> _WHAT TO DO_: Copy the records below exactly as they are written.

==*==

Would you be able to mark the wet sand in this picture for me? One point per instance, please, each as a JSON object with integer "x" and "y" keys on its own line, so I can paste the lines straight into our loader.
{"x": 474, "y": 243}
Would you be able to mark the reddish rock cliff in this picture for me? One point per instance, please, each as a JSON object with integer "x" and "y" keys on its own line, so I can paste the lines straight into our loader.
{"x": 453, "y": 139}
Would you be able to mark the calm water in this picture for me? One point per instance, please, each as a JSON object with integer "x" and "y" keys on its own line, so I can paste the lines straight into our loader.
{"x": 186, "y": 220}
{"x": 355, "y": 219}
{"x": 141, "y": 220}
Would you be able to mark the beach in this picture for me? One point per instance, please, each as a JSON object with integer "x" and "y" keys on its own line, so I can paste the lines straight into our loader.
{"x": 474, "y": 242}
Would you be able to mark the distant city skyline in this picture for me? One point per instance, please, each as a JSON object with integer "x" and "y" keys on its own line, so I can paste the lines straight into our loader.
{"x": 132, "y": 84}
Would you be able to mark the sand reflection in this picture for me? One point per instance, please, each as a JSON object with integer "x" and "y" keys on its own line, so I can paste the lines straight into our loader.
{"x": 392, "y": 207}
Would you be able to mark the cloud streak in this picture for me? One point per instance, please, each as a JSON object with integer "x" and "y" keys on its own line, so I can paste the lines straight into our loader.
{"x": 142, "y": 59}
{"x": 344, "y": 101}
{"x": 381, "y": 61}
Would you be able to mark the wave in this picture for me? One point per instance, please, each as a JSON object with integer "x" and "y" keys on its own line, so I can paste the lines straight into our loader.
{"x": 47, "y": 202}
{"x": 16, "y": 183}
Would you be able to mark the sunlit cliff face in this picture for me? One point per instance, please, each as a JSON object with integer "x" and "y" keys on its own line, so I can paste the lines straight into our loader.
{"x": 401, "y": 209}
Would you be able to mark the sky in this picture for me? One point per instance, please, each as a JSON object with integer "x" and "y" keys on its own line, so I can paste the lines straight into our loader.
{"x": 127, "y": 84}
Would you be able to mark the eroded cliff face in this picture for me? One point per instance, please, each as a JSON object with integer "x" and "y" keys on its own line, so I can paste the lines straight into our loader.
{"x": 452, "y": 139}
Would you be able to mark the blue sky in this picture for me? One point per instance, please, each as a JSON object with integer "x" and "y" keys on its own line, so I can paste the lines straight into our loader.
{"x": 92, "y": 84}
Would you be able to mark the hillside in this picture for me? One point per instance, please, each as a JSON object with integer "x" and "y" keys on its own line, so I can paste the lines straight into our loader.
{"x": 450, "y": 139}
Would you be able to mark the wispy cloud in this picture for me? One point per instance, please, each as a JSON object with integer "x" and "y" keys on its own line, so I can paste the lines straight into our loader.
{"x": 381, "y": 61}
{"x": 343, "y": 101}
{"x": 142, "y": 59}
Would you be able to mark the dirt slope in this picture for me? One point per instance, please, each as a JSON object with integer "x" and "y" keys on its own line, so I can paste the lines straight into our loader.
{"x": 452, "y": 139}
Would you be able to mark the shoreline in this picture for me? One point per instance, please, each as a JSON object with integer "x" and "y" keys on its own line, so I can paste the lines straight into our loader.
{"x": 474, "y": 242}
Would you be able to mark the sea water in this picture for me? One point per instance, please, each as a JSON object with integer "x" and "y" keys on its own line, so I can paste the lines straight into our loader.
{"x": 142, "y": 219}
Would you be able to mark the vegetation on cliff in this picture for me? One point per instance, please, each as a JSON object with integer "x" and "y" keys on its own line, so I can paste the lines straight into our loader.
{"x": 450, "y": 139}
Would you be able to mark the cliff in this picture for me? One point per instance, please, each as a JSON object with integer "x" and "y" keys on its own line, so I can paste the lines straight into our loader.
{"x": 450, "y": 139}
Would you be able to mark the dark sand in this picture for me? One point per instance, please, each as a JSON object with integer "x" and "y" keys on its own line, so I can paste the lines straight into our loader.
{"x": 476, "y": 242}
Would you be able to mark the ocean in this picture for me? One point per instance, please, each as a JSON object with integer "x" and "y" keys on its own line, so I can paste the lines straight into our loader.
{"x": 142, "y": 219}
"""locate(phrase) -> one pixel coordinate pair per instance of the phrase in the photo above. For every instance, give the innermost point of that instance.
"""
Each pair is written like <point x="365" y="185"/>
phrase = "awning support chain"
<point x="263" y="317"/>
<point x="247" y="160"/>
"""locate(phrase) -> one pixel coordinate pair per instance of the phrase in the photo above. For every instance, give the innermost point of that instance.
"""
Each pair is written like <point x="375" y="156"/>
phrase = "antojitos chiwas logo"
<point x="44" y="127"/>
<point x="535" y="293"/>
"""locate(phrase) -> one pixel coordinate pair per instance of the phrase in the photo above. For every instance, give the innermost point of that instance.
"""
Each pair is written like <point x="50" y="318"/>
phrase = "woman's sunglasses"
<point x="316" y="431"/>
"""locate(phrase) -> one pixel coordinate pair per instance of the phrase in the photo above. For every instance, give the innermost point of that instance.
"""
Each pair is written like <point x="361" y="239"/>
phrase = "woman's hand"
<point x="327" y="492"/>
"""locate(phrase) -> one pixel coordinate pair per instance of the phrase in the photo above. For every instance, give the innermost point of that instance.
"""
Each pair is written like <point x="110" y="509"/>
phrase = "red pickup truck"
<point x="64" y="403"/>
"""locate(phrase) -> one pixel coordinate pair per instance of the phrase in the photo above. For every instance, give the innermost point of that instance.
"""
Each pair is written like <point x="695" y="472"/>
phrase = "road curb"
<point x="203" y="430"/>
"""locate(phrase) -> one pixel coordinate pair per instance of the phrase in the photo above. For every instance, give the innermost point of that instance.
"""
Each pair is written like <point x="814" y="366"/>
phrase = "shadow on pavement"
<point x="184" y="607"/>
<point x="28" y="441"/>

==*==

> _OUTPUT FOR THIS EXERCISE_:
Would you be able to mark the wet sand in this picture for me? One point per instance, please, each as a JSON object with integer "x" and "y" keys on its own line, so I can paste the lines straight into our loader.
{"x": 474, "y": 243}
Would you be able to mark the reddish rock cliff in this picture for me? One point per instance, please, each as a JSON object with integer "x" and "y" keys on its own line, so I can paste the lines straight into our loader.
{"x": 453, "y": 139}
Would you be able to mark the calm water in this picture for me? One point per instance, please, each as a JSON object with integer "x" and "y" keys on its own line, so I can paste the lines straight into our loader.
{"x": 186, "y": 220}
{"x": 355, "y": 219}
{"x": 141, "y": 220}
Would you be able to mark the beach in this picture for me? One point per instance, please, each as a JSON object with integer "x" and "y" keys on its own line, so I can paste the lines straight into our loader.
{"x": 474, "y": 242}
Would you be able to mark the distant city skyline in this picture for me? One point per instance, please, each as a JSON object with integer "x" and "y" keys on its own line, so I can paste the lines straight into our loader.
{"x": 132, "y": 84}
Would you be able to mark the sand reflection in this picture for me? One point per instance, please, each as a JSON object with integer "x" and "y" keys on its own line, so I can paste the lines straight into our loader.
{"x": 392, "y": 207}
Would you be able to mark the cloud streak in this picture for me? One point per instance, please, each as a JSON object with integer "x" and "y" keys on its own line, so I can paste the lines straight into our loader.
{"x": 142, "y": 59}
{"x": 344, "y": 101}
{"x": 381, "y": 61}
Would you be able to mark the wave in this picture for me? One point per instance, please, each as a JSON object with integer "x" and "y" keys on its own line, so I can paste the lines straight into our loader.
{"x": 47, "y": 202}
{"x": 16, "y": 183}
Would you be able to mark the sunlit cliff face in this picture for me? One point per instance, please, each as a JSON object with integer "x" and "y" keys on its own line, so I can paste the lines straight into our loader.
{"x": 401, "y": 209}
Would you be able to mark the sky in this picture for me? One point per instance, please, each as a JSON object with integer "x" and "y" keys on its own line, so I can paste the lines straight into our loader.
{"x": 127, "y": 84}
Would you be able to mark the eroded cliff face in this picture for me? One point per instance, please, each as a JSON object with integer "x" and "y" keys on its own line, so I can paste the lines straight into our loader.
{"x": 452, "y": 139}
Would you be able to mark the blue sky in this picture for me? One point per instance, please, each as a JSON object with integer "x" and "y" keys on its own line, so I can paste the lines straight into our loader.
{"x": 92, "y": 84}
Would you be able to mark the hillside in this picture for me? One point per instance, please, each as a JSON object with integer "x" and "y" keys on its own line, so I can paste the lines straight into our loader.
{"x": 450, "y": 139}
Would you be able to mark the wispy cloud in this picture for me? One point per instance, please, each as a JSON object with integer "x" and "y" keys on its own line, so I can paste the lines straight into our loader.
{"x": 381, "y": 61}
{"x": 343, "y": 101}
{"x": 142, "y": 59}
Would you be able to mark the dirt slope in this picture for me? One point per instance, please, each as a JSON object with integer "x" and "y" keys on its own line, so I can paste the lines straight into our loader.
{"x": 452, "y": 139}
Would you be able to mark the shoreline in this picture for me? One point per instance, please, each as a JSON object with integer "x" and "y" keys on its own line, so I can paste the lines straight into our loader.
{"x": 474, "y": 242}
Would you be able to mark the sea water in this picture for me? One point per instance, please, each as a JSON object with integer "x" and "y" keys on its own line, so I can paste the lines straight into our loader.
{"x": 142, "y": 219}
Would you be able to mark the vegetation on cliff in this picture for me? One point per instance, please, each as a JSON object with integer "x" and "y" keys on its own line, so I can paste the lines straight into our loader.
{"x": 450, "y": 139}
Would you be able to mark the cliff in this picture for me? One point per instance, please, each as a JSON object with integer "x" and "y" keys on its own line, so I can paste the lines straight into our loader.
{"x": 450, "y": 139}
Would you be able to mark the dark sand in this picture for me? One point per instance, please, each as a JSON object with integer "x" and "y" keys on its own line, so I can paste the lines straight into our loader.
{"x": 476, "y": 242}
Would you be able to mark the ocean in this picture for me? One point per instance, please, each as a JSON object with integer "x" and "y" keys on its own line, so I can paste the lines straight into our loader.
{"x": 142, "y": 219}
"""locate(phrase) -> one pixel coordinate pair per instance of the phrase in the photo above. For every instance, give the innermost point of that instance.
"""
Each pair is written like <point x="365" y="185"/>
phrase = "awning support chain"
<point x="263" y="317"/>
<point x="247" y="160"/>
"""locate(phrase) -> one pixel coordinate pair per instance of the phrase in the photo above. For every instance, give the innermost point of that instance.
"""
Each pair is written like <point x="375" y="156"/>
phrase = "antojitos chiwas logo"
<point x="44" y="127"/>
<point x="535" y="293"/>
"""locate(phrase) -> one pixel coordinate pair per instance of the phrase in the photo above. For every instance, give the innermost point of that instance.
"""
Each pair is written like <point x="50" y="318"/>
phrase = "woman's sunglasses"
<point x="316" y="431"/>
"""locate(phrase) -> one pixel coordinate pair per instance of the phrase in the photo above. For every instance, give the innermost point of that instance.
"""
Each pair is written like <point x="361" y="239"/>
phrase = "woman's hand"
<point x="327" y="492"/>
"""locate(phrase) -> one pixel coordinate pair per instance of the phrase in the photo above. For every instance, give the innermost point of that instance.
"""
Each pair is written like <point x="110" y="509"/>
phrase = "red pickup truck"
<point x="64" y="403"/>
"""locate(phrase) -> one pixel coordinate pair per instance of the phrase in the photo above. For every instance, give the innermost point of that instance.
"""
Each pair is written like <point x="695" y="472"/>
phrase = "road curb"
<point x="203" y="430"/>
"""locate(phrase) -> one pixel coordinate pair per instance of the phrase in the photo above. For every instance, give the innermost point of that instance.
"""
Each pair is written like <point x="814" y="366"/>
phrase = "shadow on pavement"
<point x="184" y="607"/>
<point x="28" y="441"/>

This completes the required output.